##### EXCERPT
The listing for Adobe Lightroom on the Microsoft Store for Windows 10

Microsoft is reportedly planning to reinvigorate the Store app on Windows 10 with a new design and policy changes that make the platform more appealing for both end-users and developers. The information comes from Zac Bowden of Windows Central, citing sources familiar with the matter.

Most Windows 10 users, even some die-hard Microsoft fans, can likely recognize that the current Microsoft Store is far from being the centralized hub for installing apps that Microsoft wanted it to be. In fact, Microsoft itself has come up with other tools to install apps on Windows 10 more conveniently, specifically the Windows Package Manager that was released last year. Not only that, but the Xbox division created its own storefront for games, further cementing that navigating the Microsoft Store isn't all that pleasant.

With these purported changes, Microsoft apparently wants to change that. The new Store app will fall in line with the UI changes that are expected as part of the big Sun Valley refresh that's been rumored for some time now. That refresh targets Windows 10 as a whole, and we've seen some glimpses of those changes in Windows 10 Insider preview builds and apps like Alarms & Clock. The new Store app will have new layouts, iconography, and fluid animations.

The alarms page in the new Alarms and Clock app on Windows 10
The latest design for Alarms & Clock on Windows 10

Of course, it's not all about the UI, and Microsoft seemingly wants to change some policies, too, hoping to bring in more apps, which is a weak point for the platform right now. Bowden points to three major policy changes: first, developers will be able to submit unpackaged Win32 apps to the store, meaning both EXE and MSI packages will be supported; second, those apps will be able to manage updates using their own cloud distribution network (CDN), meaning apps with built-in update systems no longer need to use Microsoft's update system; and finally, apps will be able to bypass Microsoft's commerce platform and use their own revenue streams without giving Microsoft a cut of their revenue.
##########
THE TASKS:
[A] From the article on the Microsoft Store, set down the part that opens with the words containing "The listing for" and closes with "all that pleasant.".
[B] In the Microsoft Store article, who is cited as the source of the information about the planned changes?
[C] Name every policy change to the Microsoft Store that the article says Bowden points to.
##### GIVEN MATERIAL
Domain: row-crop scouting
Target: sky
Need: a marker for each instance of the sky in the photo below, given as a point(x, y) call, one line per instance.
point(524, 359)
##########
TASK RESULTS:
[A]
The listing for Adobe Lightroom on the Microsoft Store for Windows 10

Microsoft is reportedly planning to reinvigorate the Store app on Windows 10 with a new design and policy changes that make the platform more appealing for both end-users and developers. The information comes from Zac Bowden of Windows Central, citing sources familiar with the matter.

Most Windows 10 users, even some die-hard Microsoft fans, can likely recognize that the current Microsoft Store is far from being the centralized hub for installing apps that Microsoft wanted it to be. In fact, Microsoft itself has come up with other tools to install apps on Windows 10 more conveniently, specifically the Windows Package Manager that was released last year. Not only that, but the Xbox division created its own storefront for games, further cementing that navigating the Microsoft Store isn't all that pleasant.

[B] Zac Bowden of Windows Central, citing sources familiar with the matter.

[C]
- Developers will be able to submit unpackaged Win32 apps to the store, with both EXE and MSI packages supported.
- Apps will be able to manage updates using their own cloud distribution network (CDN).
- Apps will be able to bypass Microsoft's commerce platform and use their own revenue streams without giving Microsoft a cut of their revenue.